*Exercise*.
In your copy, include every line of the listing below exactly but none of the pictures.

══════════

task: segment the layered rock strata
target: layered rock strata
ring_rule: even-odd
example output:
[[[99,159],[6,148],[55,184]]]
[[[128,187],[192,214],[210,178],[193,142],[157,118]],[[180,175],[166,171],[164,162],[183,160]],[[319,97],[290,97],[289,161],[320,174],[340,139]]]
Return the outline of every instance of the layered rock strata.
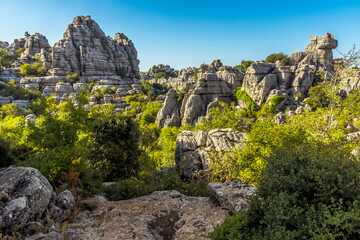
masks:
[[[243,147],[246,134],[234,129],[213,129],[205,131],[183,131],[176,138],[175,163],[182,169],[186,178],[197,176],[208,168],[211,153],[233,151]]]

══════════

*Exercise solution*.
task: segment the layered rock strata
target: layered rock strata
ring_rule: even-odd
example output:
[[[99,159],[6,148],[55,184]]]
[[[128,187],[192,214],[210,178],[193,142],[157,118]],[[180,175],[166,171],[164,162],[183,160]],[[319,97],[290,97],[289,161],[320,174],[340,139]]]
Return the outline of every instance of the layered rock strata.
masks:
[[[243,147],[246,134],[234,129],[213,129],[205,131],[183,131],[176,138],[175,163],[182,169],[186,178],[197,176],[208,168],[211,153],[233,151]]]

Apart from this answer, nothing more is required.